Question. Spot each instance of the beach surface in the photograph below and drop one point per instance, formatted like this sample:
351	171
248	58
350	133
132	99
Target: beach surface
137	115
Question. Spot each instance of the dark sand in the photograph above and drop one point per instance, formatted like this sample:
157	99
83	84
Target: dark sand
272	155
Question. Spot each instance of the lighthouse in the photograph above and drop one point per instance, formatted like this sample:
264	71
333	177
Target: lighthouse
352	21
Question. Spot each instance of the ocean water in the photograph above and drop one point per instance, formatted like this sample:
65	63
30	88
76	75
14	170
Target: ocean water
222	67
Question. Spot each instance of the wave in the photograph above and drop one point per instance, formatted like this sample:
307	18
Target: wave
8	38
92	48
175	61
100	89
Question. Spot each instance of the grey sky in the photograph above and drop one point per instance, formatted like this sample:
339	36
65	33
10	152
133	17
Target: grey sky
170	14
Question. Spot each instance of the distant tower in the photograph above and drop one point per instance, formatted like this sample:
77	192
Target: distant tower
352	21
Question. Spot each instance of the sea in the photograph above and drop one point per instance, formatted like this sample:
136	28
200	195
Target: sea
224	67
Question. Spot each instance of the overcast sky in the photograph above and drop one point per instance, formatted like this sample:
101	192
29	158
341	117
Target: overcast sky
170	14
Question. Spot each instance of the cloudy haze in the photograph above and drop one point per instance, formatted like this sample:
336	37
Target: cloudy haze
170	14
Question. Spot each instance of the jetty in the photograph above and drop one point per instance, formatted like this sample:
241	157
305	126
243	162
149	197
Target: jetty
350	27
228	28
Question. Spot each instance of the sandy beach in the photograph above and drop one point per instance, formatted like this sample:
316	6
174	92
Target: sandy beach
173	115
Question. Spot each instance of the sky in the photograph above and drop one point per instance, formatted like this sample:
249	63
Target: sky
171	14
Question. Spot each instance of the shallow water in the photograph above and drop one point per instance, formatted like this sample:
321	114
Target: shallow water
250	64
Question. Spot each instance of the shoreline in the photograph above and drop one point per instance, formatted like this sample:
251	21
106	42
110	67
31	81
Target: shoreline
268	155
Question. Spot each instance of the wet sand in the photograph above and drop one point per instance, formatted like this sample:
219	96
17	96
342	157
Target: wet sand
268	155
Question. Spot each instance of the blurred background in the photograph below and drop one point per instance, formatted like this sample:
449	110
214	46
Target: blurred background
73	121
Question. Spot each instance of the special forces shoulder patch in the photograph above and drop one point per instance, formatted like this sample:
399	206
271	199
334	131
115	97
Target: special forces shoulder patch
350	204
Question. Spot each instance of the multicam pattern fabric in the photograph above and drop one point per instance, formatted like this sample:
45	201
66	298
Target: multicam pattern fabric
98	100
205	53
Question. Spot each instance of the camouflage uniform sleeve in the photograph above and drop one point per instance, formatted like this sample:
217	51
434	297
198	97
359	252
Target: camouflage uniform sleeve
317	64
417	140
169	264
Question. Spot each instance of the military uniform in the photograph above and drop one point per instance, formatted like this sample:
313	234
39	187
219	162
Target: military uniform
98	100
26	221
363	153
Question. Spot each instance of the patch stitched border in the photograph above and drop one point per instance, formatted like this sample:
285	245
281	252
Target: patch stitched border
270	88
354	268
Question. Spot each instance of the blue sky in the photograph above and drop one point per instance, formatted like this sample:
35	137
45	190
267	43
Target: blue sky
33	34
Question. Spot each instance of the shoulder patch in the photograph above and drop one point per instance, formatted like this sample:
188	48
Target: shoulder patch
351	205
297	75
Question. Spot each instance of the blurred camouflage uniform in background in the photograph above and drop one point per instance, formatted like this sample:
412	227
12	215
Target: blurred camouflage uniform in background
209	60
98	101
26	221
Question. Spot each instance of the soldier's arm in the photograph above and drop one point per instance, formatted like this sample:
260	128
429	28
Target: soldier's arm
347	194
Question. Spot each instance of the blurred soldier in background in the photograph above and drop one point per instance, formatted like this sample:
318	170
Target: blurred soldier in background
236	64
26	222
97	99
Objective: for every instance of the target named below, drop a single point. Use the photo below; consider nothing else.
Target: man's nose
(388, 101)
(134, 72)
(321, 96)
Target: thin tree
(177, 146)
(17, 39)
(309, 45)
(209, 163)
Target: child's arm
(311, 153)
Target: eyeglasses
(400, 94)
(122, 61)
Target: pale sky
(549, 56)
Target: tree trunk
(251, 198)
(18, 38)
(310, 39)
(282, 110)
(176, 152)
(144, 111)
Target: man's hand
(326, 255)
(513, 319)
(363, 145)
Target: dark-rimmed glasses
◆ ◆ ◆
Exercise brief: Only lines with the word "below" are wanted. Find and copy them from the records above.

Response area:
Question. Spot each instance of the beach surface in the photograph below and drop one point per instance, formatted like this sample:
Question. Spot each instance of the blurred background in the photograph below and drop one point per instance, formatted like this sample:
Objective: for every instance of the target named below, drop a single point. Use the photo below; consider nothing else.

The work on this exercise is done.